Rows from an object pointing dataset
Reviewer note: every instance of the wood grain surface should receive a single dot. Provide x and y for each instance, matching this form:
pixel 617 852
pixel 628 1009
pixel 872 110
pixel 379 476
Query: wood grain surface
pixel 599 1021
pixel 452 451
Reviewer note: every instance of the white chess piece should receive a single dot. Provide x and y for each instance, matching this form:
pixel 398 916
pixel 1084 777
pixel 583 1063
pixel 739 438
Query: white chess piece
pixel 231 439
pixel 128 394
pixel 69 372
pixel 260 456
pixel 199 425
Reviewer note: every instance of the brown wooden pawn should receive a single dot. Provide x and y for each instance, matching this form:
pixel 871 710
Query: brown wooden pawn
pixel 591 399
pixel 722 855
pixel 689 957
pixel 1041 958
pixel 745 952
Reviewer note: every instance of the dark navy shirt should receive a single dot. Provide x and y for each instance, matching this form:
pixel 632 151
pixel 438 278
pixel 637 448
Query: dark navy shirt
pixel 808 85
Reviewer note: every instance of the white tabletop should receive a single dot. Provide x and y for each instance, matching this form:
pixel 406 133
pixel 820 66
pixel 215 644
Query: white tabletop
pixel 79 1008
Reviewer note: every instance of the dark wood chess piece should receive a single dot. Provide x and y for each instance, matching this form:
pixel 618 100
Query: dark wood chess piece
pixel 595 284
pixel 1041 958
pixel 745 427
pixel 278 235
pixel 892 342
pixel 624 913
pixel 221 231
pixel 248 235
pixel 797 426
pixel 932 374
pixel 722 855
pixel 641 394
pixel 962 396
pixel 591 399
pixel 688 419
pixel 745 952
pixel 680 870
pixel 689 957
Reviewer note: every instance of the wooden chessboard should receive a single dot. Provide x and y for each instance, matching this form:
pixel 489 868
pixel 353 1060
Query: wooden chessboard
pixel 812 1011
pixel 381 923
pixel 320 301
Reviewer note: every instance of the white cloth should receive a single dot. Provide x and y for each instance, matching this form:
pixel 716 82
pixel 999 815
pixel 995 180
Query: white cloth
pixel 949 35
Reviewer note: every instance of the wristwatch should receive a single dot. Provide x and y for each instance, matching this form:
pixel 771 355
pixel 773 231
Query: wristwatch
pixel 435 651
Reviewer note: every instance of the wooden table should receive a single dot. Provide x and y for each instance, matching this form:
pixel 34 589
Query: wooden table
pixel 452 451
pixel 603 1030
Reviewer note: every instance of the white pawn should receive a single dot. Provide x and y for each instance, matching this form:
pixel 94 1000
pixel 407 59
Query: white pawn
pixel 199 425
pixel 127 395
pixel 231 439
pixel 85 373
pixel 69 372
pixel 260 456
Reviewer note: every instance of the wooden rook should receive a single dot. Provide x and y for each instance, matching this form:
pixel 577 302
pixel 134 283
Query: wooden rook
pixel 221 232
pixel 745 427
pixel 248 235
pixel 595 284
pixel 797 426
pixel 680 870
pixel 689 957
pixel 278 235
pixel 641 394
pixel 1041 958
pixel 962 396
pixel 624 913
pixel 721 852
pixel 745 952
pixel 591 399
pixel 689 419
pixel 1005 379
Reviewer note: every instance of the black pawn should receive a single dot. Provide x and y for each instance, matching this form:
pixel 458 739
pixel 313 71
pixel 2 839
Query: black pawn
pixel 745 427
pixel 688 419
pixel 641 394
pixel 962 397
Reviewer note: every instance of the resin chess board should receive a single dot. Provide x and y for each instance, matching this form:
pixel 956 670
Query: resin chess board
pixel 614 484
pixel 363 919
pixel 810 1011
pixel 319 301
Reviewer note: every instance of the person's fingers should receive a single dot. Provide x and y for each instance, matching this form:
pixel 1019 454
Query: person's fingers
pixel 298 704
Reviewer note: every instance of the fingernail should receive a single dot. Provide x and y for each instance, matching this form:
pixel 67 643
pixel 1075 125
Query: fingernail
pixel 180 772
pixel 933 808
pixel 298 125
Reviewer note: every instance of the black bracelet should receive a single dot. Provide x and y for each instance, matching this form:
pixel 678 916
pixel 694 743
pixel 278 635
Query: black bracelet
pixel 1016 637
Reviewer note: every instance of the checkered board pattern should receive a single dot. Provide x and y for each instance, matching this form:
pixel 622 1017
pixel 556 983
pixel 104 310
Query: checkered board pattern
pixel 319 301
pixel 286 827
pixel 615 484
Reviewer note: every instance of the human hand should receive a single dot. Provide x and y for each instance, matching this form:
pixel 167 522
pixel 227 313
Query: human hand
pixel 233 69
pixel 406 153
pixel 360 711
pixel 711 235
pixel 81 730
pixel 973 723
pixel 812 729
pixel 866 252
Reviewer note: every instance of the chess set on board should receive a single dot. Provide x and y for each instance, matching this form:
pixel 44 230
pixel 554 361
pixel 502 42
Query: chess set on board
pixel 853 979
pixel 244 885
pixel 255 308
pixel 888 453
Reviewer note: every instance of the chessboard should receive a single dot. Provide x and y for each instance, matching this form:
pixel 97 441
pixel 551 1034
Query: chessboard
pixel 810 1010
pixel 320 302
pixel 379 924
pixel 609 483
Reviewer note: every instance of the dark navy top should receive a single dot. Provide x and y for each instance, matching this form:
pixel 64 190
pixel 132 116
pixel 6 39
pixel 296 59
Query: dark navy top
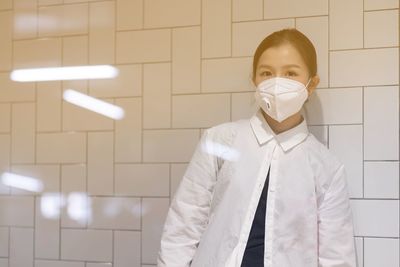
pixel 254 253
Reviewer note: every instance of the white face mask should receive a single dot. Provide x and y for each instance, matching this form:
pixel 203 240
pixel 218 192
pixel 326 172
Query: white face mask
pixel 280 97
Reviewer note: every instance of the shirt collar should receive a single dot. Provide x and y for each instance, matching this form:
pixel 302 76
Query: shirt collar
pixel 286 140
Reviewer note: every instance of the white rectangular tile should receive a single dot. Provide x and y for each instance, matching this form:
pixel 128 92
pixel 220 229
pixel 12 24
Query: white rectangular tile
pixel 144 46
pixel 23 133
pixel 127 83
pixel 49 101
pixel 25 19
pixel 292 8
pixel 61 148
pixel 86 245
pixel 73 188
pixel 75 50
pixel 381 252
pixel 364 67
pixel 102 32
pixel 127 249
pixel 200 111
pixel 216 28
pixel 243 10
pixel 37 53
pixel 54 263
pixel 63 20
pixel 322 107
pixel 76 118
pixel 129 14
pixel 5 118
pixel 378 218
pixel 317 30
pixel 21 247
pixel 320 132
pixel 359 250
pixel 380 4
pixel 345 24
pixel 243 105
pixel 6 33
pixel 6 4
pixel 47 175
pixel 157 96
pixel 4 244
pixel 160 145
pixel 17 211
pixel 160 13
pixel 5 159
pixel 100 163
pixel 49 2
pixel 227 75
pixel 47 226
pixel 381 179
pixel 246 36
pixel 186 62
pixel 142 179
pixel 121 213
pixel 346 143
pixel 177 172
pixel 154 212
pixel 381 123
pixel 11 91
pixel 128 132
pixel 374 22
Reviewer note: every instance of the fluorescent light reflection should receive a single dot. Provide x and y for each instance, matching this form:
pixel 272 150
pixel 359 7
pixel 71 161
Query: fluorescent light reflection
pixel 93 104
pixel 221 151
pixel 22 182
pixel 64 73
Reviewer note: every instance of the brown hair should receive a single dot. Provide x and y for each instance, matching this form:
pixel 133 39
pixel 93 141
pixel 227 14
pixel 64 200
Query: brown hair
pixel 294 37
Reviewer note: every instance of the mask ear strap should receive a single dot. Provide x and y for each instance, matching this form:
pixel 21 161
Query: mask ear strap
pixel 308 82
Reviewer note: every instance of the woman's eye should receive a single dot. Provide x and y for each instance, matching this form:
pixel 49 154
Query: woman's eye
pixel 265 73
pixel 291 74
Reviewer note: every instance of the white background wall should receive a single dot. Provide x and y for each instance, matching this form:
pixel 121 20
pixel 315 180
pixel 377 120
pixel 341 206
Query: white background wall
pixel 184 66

> Exercise details: Please rewrite all the records above, swapping "Reviewer note" for "Annotator note" throughout and changing nothing else. Include no pictures in your answer.

> Reply:
Annotator note: every instance of the wood grain surface should receive a single dot. Provide x and y for each instance, matching this form:
pixel 617 852
pixel 628 1009
pixel 872 110
pixel 379 476
Query: wood grain surface
pixel 599 1021
pixel 452 451
Annotator note: every instance of the white chess piece should receive a single dot. Provide x and y for each instance, matching this form:
pixel 398 916
pixel 1084 777
pixel 583 1063
pixel 739 438
Query: white chess piece
pixel 231 439
pixel 128 394
pixel 69 372
pixel 260 456
pixel 199 425
Annotator note: every instance of the brown wooden pawn should receive a single dot. Provide x and y for each instance, matching this form:
pixel 871 710
Query: brown wooden pawn
pixel 591 399
pixel 722 855
pixel 689 957
pixel 1041 958
pixel 745 952
Annotator note: every instance of the dark navy shirt should receive a single dot. Provide x and y for each instance, matching this form:
pixel 632 151
pixel 438 278
pixel 637 448
Query: dark navy shirt
pixel 808 85
Annotator note: every instance of the white tabletop should receive a single dot. Provide x and y for each instance, matching this form:
pixel 406 133
pixel 820 66
pixel 215 644
Query: white tabletop
pixel 79 1008
Annotator note: every instance of the dark wood chess piece should receive a single dot. Provide x and y for each instance, matching this form:
pixel 618 100
Query: dark wood chess piece
pixel 595 284
pixel 1041 958
pixel 745 427
pixel 278 235
pixel 892 342
pixel 624 913
pixel 221 231
pixel 248 235
pixel 797 426
pixel 932 374
pixel 722 855
pixel 641 394
pixel 962 396
pixel 591 399
pixel 688 419
pixel 745 952
pixel 680 870
pixel 689 957
Annotator note: every instance of the wooden chessboard should receive a single dot. Provide x and y for each instance, matching this form:
pixel 489 868
pixel 353 1060
Query: wooden chessboard
pixel 812 1011
pixel 381 923
pixel 320 301
Annotator note: every instance of the white cloth should receive a single dot. Provide x and y for each instance, matching this form:
pixel 716 82
pixel 999 815
pixel 995 180
Query: white cloth
pixel 949 35
Annotator note: every instance of the wristwatch should receive a single dot. Provide x and y for each instance, matching this form:
pixel 771 355
pixel 773 231
Query: wristwatch
pixel 435 651
Annotator note: every instance of the wooden table should receive a single dot. Provide x and y for each instance, matching this form:
pixel 34 589
Query: wooden table
pixel 452 451
pixel 603 1030
Annotator note: every instance of the white pawn should receive a single dot. Provide x and y for each instance, matching this form:
pixel 94 1000
pixel 407 59
Query: white pawn
pixel 199 425
pixel 127 395
pixel 231 439
pixel 85 373
pixel 69 372
pixel 260 456
Annotator note: every instance of the wooden rook should receive a single dot. Provide x and y for each instance, matching this form:
pixel 577 302
pixel 134 283
Query: wooden rook
pixel 221 232
pixel 745 427
pixel 248 235
pixel 595 284
pixel 797 426
pixel 680 870
pixel 689 957
pixel 278 235
pixel 641 394
pixel 1041 958
pixel 962 396
pixel 624 913
pixel 721 852
pixel 745 952
pixel 591 399
pixel 689 419
pixel 1005 379
Annotator note: every instance of the black pawn should receive a single dot. Provide x and y for each instance, matching this form:
pixel 458 739
pixel 313 71
pixel 2 839
Query: black pawn
pixel 745 427
pixel 688 419
pixel 641 394
pixel 962 397
Annotator note: every instance of the resin chess board should receive a single dot. Provide x and y for each instance, matching this form:
pixel 956 670
Query: resin chess board
pixel 614 484
pixel 363 919
pixel 810 1011
pixel 319 301
Annotator note: every instance of the person's fingers should receive a single dot. Provide x and y for each instance, matching this form:
pixel 1019 454
Query: person's fingers
pixel 298 704
Annotator note: every instance of the fingernail should receive a single dot. Provide x and y for each instance, matching this form:
pixel 67 643
pixel 1075 125
Query: fingernail
pixel 180 772
pixel 933 808
pixel 298 125
Annotator note: every instance of the black bracelet should receive a single dot. Provide x and y for each instance, matching this form:
pixel 678 916
pixel 694 743
pixel 278 635
Query: black bracelet
pixel 1016 637
Annotator note: every instance of the checkered board pattern should receive a single dot. Provide x and y for each instance, matching this form:
pixel 622 1017
pixel 556 983
pixel 104 310
Query: checkered board pattern
pixel 319 301
pixel 286 827
pixel 615 484
Annotator note: every instance of the human hand should receive a single dot. Provide x and y for each instance, matching this form:
pixel 167 522
pixel 227 313
Query: human hand
pixel 233 69
pixel 406 153
pixel 360 711
pixel 711 235
pixel 81 730
pixel 973 723
pixel 812 729
pixel 866 252
Annotator note: every instance of the chess set on board should receive a single dot. Provide x and y for each instance, matching this form:
pixel 44 230
pixel 554 361
pixel 502 42
Query: chess set on board
pixel 853 979
pixel 244 885
pixel 255 308
pixel 888 453
Annotator note: every instance of the chessboard should receive a single dot. Provide x and y for each instance, matching this form:
pixel 97 441
pixel 551 1034
Query: chessboard
pixel 810 1010
pixel 320 302
pixel 379 924
pixel 609 483
Annotator note: every instance of the dark navy top should receive a single dot. Provide x and y for each instance, matching this form:
pixel 64 190
pixel 132 116
pixel 6 39
pixel 296 59
Query: dark navy top
pixel 254 253
Annotator note: every instance of the white face mask should receive a single dot. Provide x and y for each instance, matching this form:
pixel 203 240
pixel 218 192
pixel 326 172
Query: white face mask
pixel 280 97
Annotator note: every instance of the shirt collar should receive a single dot. Provide x and y for each instance, matching this form:
pixel 302 76
Query: shirt collar
pixel 286 140
Annotator note: every instance of the white rectangular tile should receive a single dot. Provide x and y for each instance, matching this form:
pixel 128 92
pixel 220 229
pixel 12 24
Query: white rectangular tile
pixel 144 46
pixel 23 133
pixel 127 83
pixel 49 101
pixel 25 19
pixel 292 8
pixel 61 148
pixel 86 245
pixel 73 188
pixel 75 50
pixel 381 252
pixel 364 67
pixel 102 32
pixel 127 249
pixel 200 111
pixel 216 28
pixel 243 10
pixel 37 53
pixel 54 263
pixel 63 20
pixel 322 107
pixel 76 118
pixel 129 14
pixel 5 118
pixel 378 218
pixel 317 30
pixel 21 247
pixel 320 132
pixel 359 250
pixel 380 4
pixel 345 24
pixel 243 105
pixel 6 33
pixel 6 4
pixel 47 175
pixel 157 96
pixel 4 244
pixel 160 145
pixel 17 211
pixel 160 13
pixel 5 159
pixel 100 163
pixel 49 2
pixel 227 75
pixel 47 226
pixel 381 179
pixel 246 36
pixel 186 62
pixel 142 179
pixel 121 213
pixel 346 143
pixel 177 172
pixel 154 212
pixel 381 123
pixel 11 91
pixel 128 132
pixel 374 22
Annotator note: every instance of the fluorescent light reflection should receive a single dot. Provide x and y for each instance, matching this form:
pixel 272 150
pixel 359 7
pixel 71 161
Query: fluorescent light reflection
pixel 93 104
pixel 221 151
pixel 22 182
pixel 64 73
Annotator note: every instance of the brown hair should receive a single dot. Provide x and y for each instance, matching this form:
pixel 133 39
pixel 93 141
pixel 227 14
pixel 64 200
Query: brown hair
pixel 294 37
Annotator note: every instance of the mask ear strap should receive a single dot. Provide x and y for each instance, matching this form:
pixel 21 161
Query: mask ear strap
pixel 308 82
Annotator note: every instance of the woman's eye should receive a single dot. Provide x and y for each instance, matching this form:
pixel 49 154
Query: woman's eye
pixel 265 73
pixel 291 74
Annotator note: every instance of the white background wall should receive a single dot. Provide x and y for each instance, matching this form:
pixel 121 20
pixel 315 180
pixel 377 120
pixel 341 206
Query: white background wall
pixel 184 66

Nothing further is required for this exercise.